Aim of the task:
Repeat back the listing below, word for word and in full.

[Record set Boundary: Start]

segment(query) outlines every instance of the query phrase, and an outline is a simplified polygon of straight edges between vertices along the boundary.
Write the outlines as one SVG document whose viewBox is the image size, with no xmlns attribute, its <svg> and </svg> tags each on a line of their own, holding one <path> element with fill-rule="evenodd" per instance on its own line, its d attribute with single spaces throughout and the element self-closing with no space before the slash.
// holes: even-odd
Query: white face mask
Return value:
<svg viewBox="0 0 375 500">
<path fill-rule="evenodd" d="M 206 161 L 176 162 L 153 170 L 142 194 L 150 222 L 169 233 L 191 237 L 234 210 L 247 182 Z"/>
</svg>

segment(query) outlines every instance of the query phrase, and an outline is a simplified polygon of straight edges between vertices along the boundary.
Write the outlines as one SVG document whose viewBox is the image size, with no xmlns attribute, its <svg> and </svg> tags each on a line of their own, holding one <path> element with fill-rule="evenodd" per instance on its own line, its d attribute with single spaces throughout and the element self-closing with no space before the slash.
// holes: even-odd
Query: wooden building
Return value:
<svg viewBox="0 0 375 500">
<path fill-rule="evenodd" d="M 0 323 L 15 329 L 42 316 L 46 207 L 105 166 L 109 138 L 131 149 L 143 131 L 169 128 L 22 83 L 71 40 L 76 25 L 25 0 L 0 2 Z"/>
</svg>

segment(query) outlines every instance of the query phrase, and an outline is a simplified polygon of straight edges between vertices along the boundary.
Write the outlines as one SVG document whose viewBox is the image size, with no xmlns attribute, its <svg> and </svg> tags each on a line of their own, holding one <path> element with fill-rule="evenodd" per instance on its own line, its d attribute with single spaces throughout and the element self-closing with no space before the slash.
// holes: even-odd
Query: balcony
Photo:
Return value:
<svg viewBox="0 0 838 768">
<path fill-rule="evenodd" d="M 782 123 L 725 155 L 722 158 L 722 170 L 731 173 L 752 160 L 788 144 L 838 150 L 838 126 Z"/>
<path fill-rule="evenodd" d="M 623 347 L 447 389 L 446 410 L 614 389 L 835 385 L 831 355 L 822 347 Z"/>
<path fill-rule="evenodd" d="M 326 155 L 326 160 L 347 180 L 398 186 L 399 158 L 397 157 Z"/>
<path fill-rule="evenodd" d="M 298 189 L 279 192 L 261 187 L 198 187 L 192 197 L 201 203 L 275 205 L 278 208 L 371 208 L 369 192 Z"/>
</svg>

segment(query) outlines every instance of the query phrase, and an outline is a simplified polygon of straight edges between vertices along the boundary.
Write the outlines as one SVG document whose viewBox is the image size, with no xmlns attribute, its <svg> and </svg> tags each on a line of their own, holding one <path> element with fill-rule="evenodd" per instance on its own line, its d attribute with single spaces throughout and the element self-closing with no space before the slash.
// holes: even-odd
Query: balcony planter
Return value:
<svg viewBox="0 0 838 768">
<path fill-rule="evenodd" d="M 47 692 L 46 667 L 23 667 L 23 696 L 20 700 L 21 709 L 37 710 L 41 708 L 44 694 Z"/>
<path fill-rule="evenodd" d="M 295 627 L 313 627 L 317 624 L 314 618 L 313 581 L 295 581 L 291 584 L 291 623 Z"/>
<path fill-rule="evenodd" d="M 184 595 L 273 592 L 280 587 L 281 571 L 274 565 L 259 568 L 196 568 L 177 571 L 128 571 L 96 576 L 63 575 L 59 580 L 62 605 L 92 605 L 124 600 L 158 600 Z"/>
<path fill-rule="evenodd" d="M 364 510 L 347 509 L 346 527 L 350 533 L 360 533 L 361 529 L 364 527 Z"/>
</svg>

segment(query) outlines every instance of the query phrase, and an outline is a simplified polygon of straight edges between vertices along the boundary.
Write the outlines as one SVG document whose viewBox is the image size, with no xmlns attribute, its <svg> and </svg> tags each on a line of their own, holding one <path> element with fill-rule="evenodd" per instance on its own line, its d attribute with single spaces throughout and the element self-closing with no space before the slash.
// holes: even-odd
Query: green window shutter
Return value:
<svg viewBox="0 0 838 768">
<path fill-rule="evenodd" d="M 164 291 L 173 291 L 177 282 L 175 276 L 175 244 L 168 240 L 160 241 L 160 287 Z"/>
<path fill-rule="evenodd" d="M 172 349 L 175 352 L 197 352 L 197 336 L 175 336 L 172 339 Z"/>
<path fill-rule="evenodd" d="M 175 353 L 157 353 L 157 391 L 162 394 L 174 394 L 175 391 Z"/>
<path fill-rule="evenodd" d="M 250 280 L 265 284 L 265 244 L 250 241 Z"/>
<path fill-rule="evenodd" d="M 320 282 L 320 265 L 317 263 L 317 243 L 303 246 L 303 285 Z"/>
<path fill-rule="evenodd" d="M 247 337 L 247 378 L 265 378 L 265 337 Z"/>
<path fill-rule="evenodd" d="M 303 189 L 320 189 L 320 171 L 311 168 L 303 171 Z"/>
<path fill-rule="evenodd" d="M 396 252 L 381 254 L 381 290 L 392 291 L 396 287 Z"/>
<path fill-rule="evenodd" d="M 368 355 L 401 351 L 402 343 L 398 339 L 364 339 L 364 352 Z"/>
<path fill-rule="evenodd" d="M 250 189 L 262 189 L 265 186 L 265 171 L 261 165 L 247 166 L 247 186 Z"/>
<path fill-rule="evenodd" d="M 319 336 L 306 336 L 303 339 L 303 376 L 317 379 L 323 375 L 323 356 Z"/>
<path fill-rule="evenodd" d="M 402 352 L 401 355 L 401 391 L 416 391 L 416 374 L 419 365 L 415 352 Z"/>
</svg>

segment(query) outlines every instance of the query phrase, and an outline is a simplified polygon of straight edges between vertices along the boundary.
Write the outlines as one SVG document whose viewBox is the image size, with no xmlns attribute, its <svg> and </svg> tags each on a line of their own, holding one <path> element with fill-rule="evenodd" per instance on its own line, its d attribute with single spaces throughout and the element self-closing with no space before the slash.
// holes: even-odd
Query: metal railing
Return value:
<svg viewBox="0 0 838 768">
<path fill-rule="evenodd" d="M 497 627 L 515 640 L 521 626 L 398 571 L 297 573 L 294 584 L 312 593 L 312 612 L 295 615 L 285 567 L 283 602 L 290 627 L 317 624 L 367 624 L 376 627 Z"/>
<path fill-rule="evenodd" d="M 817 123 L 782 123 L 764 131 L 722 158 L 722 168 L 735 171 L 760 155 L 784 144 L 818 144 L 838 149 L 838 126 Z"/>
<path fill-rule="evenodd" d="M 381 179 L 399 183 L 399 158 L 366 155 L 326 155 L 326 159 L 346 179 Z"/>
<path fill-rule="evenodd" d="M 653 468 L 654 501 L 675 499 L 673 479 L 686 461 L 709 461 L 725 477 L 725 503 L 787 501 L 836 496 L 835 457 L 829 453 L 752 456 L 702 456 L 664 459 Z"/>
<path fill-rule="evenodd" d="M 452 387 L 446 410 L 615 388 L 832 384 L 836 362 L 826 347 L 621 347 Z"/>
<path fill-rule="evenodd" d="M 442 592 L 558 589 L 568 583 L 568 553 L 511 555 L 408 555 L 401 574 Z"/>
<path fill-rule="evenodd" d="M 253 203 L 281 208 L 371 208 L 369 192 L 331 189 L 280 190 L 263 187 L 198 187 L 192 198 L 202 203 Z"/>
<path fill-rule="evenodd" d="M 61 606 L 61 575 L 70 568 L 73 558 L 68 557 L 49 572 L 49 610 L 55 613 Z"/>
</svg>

[Record set Boundary: End]

Task result:
segment(query) outlines every instance of the query phrase, and an outline is a simplified polygon of straight edges between vertices along the boundary.
Write the outlines as one SVG document whose viewBox is the image size, with no xmlns attribute, its <svg> and </svg> tags each on a line of their own, holding one <path> element with fill-rule="evenodd" per instance on its own line, its d attribute with single spaces throughout and the element self-closing with no space before the slash.
// holes: even-odd
Query: white face mask
Return value:
<svg viewBox="0 0 375 500">
<path fill-rule="evenodd" d="M 206 161 L 176 162 L 153 170 L 142 194 L 150 222 L 169 233 L 191 237 L 234 210 L 247 182 Z"/>
</svg>

segment(query) outlines every instance of the query phrase, and an outline is a simplified polygon of straight edges between vertices along the boundary.
Write the outlines as one SVG document whose viewBox is the image size, with no xmlns attribute, its <svg> and </svg> tags each on a line of their own, holding one <path> element with fill-rule="evenodd" per instance on its own line, its d attribute with single spaces throughout and the element self-closing with no space before the slash.
// holes: even-odd
Query: wooden building
Return value:
<svg viewBox="0 0 375 500">
<path fill-rule="evenodd" d="M 0 323 L 15 329 L 42 316 L 46 207 L 105 166 L 109 138 L 131 149 L 143 131 L 169 128 L 22 83 L 71 40 L 76 25 L 25 0 L 0 2 Z"/>
</svg>

segment(query) outlines every instance of the query phrase, and an outline is a simplified polygon of straight edges between vertices along the boundary.
Write the outlines as one SVG document whose viewBox is the image size, with no xmlns attribute, its <svg> and </svg> tags each on a line of their own, holding one <path> element with fill-rule="evenodd" per instance on its own line, its d attribute with single spaces throughout and the element self-closing with no space before the slash.
// holes: even-odd
Query: balcony
Photo:
Return value:
<svg viewBox="0 0 838 768">
<path fill-rule="evenodd" d="M 782 123 L 725 155 L 722 158 L 722 170 L 731 173 L 752 160 L 788 144 L 838 150 L 838 126 Z"/>
<path fill-rule="evenodd" d="M 623 347 L 447 389 L 446 410 L 614 389 L 835 385 L 831 355 L 822 347 Z"/>
<path fill-rule="evenodd" d="M 326 155 L 326 160 L 347 180 L 398 186 L 399 158 L 397 157 Z"/>
<path fill-rule="evenodd" d="M 298 189 L 279 192 L 261 187 L 198 187 L 192 197 L 201 203 L 275 205 L 278 208 L 371 208 L 369 192 Z"/>
</svg>

segment(query) outlines every instance of the query phrase, and an outline is a simplified polygon of straight edges between vertices along the boundary.
Write the outlines as one SVG document whose viewBox is the image size, with no xmlns attribute, its <svg> and </svg> tags each on a line of their own, holding one <path> element with fill-rule="evenodd" per instance on its own line, its d attribute with single spaces throughout and the element self-closing with no space before the slash.
// holes: even-odd
Query: balcony planter
Return value:
<svg viewBox="0 0 838 768">
<path fill-rule="evenodd" d="M 47 692 L 46 667 L 23 667 L 23 696 L 20 700 L 21 709 L 37 710 L 41 708 L 44 694 Z"/>
<path fill-rule="evenodd" d="M 295 627 L 313 627 L 317 624 L 314 618 L 313 581 L 295 581 L 291 584 L 291 623 Z"/>
<path fill-rule="evenodd" d="M 184 595 L 273 592 L 280 587 L 281 571 L 274 565 L 259 568 L 196 568 L 177 571 L 128 571 L 96 576 L 63 575 L 59 580 L 62 605 L 92 605 L 124 600 L 158 600 Z"/>
<path fill-rule="evenodd" d="M 364 510 L 347 509 L 346 527 L 350 533 L 360 533 L 361 529 L 364 527 Z"/>
</svg>

segment(query) outlines every instance of the query phrase, and an outline is a simplified polygon of straight edges between vertices along the boundary.
Write the outlines as one SVG document whose viewBox is the image size, with no xmlns attribute, its <svg> and </svg> tags each on a line of their own, holding one <path> element with fill-rule="evenodd" per instance on its own line, its d attribute with single spaces throughout and the element self-closing with no space before the slash.
// holes: even-odd
Query: green window shutter
Return value:
<svg viewBox="0 0 838 768">
<path fill-rule="evenodd" d="M 164 291 L 173 291 L 177 282 L 175 276 L 175 244 L 168 240 L 160 241 L 160 287 Z"/>
<path fill-rule="evenodd" d="M 172 349 L 175 352 L 197 352 L 197 336 L 175 336 L 172 339 Z"/>
<path fill-rule="evenodd" d="M 175 353 L 157 353 L 157 391 L 162 394 L 174 394 L 175 391 Z"/>
<path fill-rule="evenodd" d="M 250 280 L 265 284 L 265 244 L 250 241 Z"/>
<path fill-rule="evenodd" d="M 320 282 L 320 265 L 317 263 L 317 243 L 303 246 L 303 285 Z"/>
<path fill-rule="evenodd" d="M 247 337 L 247 378 L 265 378 L 265 337 Z"/>
<path fill-rule="evenodd" d="M 303 189 L 320 189 L 320 171 L 311 168 L 303 171 Z"/>
<path fill-rule="evenodd" d="M 396 252 L 381 254 L 381 290 L 392 291 L 396 287 Z"/>
<path fill-rule="evenodd" d="M 368 355 L 401 351 L 402 343 L 398 339 L 364 339 L 364 352 Z"/>
<path fill-rule="evenodd" d="M 250 189 L 262 189 L 265 186 L 265 171 L 261 165 L 247 166 L 247 186 Z"/>
<path fill-rule="evenodd" d="M 319 336 L 306 336 L 303 339 L 303 376 L 317 379 L 323 375 L 323 356 Z"/>
<path fill-rule="evenodd" d="M 402 352 L 401 355 L 401 391 L 416 391 L 416 374 L 419 365 L 415 352 Z"/>
</svg>

segment(query) outlines every instance of the query phrase, and an outline is a simplified polygon of straight edges between vertices along the boundary.
Write the outlines as one SVG document whose viewBox is the image size, with no xmlns attribute, its <svg> and </svg> tags each on a line of their own, holding one <path> element with fill-rule="evenodd" per instance on its own line, its d attribute with single spaces throughout and the element self-closing with no space before the slash.
// holes: even-odd
Query: metal railing
Return value:
<svg viewBox="0 0 838 768">
<path fill-rule="evenodd" d="M 497 627 L 515 640 L 521 626 L 398 571 L 297 573 L 294 584 L 312 593 L 312 612 L 295 615 L 285 567 L 283 602 L 290 627 L 317 624 L 367 624 L 376 627 Z"/>
<path fill-rule="evenodd" d="M 817 123 L 782 123 L 764 131 L 722 158 L 722 168 L 735 171 L 760 155 L 784 144 L 818 144 L 838 149 L 838 126 Z"/>
<path fill-rule="evenodd" d="M 381 179 L 399 183 L 399 158 L 366 155 L 326 155 L 326 159 L 346 179 Z"/>
<path fill-rule="evenodd" d="M 653 468 L 654 501 L 675 499 L 673 479 L 686 461 L 709 461 L 725 477 L 725 503 L 787 501 L 836 496 L 835 457 L 829 453 L 752 456 L 702 456 L 664 459 Z"/>
<path fill-rule="evenodd" d="M 452 387 L 446 410 L 615 388 L 832 384 L 836 362 L 826 347 L 621 347 Z"/>
<path fill-rule="evenodd" d="M 442 592 L 558 589 L 568 583 L 568 553 L 511 555 L 408 555 L 401 574 Z"/>
<path fill-rule="evenodd" d="M 253 203 L 281 208 L 371 208 L 369 192 L 331 189 L 280 190 L 263 187 L 198 187 L 192 198 L 202 203 Z"/>
<path fill-rule="evenodd" d="M 61 606 L 61 575 L 70 568 L 73 558 L 68 557 L 49 572 L 49 610 L 55 613 Z"/>
</svg>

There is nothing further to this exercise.